══ DATA FOR THIS TASK
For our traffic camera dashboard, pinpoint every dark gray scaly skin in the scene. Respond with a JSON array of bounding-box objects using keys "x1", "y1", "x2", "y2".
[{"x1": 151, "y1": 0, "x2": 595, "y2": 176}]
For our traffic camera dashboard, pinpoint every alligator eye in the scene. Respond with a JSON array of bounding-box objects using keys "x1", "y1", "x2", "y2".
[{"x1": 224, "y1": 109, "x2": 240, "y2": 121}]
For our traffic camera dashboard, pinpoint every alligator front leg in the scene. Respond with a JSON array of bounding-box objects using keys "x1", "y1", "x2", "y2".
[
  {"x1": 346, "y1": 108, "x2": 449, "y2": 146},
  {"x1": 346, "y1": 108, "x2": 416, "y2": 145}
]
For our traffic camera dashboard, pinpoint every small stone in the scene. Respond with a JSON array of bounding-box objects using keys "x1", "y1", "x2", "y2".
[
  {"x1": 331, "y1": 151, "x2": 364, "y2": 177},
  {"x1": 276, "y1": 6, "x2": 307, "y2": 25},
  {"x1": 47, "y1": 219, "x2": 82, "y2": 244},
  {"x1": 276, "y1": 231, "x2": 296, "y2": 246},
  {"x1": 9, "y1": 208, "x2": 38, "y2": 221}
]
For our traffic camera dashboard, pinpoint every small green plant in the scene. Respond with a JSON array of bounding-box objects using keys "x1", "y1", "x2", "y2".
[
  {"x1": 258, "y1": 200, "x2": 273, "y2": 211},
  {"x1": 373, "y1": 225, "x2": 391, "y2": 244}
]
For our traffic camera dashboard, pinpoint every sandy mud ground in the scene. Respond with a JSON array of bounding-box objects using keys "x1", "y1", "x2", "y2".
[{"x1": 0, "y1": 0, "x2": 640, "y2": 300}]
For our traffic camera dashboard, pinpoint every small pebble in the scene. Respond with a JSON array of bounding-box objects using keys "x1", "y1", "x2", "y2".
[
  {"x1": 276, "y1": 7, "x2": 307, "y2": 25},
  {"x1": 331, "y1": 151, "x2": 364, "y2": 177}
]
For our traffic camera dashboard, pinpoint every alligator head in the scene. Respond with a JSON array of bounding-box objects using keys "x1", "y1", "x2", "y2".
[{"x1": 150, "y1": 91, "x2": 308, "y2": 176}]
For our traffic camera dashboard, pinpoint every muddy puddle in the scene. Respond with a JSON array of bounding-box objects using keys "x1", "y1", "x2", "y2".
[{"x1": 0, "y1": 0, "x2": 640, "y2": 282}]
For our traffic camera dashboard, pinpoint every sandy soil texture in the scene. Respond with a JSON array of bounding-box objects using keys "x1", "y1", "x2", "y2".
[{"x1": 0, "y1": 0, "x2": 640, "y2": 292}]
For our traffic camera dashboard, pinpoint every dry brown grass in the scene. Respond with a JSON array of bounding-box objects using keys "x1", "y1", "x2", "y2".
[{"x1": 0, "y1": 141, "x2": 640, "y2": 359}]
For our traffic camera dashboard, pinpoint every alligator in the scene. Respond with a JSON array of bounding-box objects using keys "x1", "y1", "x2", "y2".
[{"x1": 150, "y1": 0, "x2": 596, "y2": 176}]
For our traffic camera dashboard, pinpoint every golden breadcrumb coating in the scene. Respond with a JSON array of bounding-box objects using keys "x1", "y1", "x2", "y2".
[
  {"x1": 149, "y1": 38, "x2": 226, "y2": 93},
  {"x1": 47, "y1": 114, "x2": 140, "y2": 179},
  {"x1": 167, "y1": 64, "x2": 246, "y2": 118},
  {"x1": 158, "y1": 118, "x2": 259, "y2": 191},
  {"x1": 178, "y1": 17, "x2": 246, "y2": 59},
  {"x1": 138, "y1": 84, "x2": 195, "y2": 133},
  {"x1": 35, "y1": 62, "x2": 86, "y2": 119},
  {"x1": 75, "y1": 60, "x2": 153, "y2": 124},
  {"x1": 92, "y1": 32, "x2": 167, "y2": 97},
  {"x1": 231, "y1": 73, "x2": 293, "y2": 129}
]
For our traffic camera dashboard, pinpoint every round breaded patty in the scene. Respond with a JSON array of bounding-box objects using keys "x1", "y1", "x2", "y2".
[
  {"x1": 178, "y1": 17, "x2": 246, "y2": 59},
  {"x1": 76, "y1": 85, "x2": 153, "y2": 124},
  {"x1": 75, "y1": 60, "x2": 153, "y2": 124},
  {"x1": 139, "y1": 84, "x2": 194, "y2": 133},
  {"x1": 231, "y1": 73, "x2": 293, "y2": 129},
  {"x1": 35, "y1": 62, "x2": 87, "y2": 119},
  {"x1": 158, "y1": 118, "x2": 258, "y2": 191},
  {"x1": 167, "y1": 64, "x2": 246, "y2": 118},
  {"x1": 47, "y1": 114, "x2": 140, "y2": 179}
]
════
> **WRITTEN INSTRUCTION**
Recast the records as a JSON list of strings, one string per line with blank lines omitted, covering only the lines from the one with "For our traffic camera dashboard, pinpoint every round" through the end of the records, both ends included.

> **TASK ANSWER**
[
  "For our traffic camera dashboard, pinpoint every round breaded patty in the scene. Respond with a JSON array of bounding-box objects using keys \"x1\", \"y1\", \"x2\", \"y2\".",
  "[",
  "  {\"x1\": 178, \"y1\": 17, \"x2\": 246, \"y2\": 59},",
  "  {\"x1\": 76, \"y1\": 85, \"x2\": 153, \"y2\": 124},",
  "  {\"x1\": 75, \"y1\": 60, \"x2\": 153, \"y2\": 124},",
  "  {\"x1\": 139, \"y1\": 84, \"x2\": 194, \"y2\": 133},",
  "  {\"x1\": 231, \"y1\": 73, \"x2\": 293, \"y2\": 129},",
  "  {\"x1\": 35, \"y1\": 62, \"x2\": 87, \"y2\": 119},",
  "  {\"x1\": 158, \"y1\": 118, \"x2\": 258, \"y2\": 191},",
  "  {\"x1\": 167, \"y1\": 64, \"x2\": 246, \"y2\": 118},",
  "  {\"x1\": 47, \"y1\": 114, \"x2\": 140, \"y2\": 179}",
  "]"
]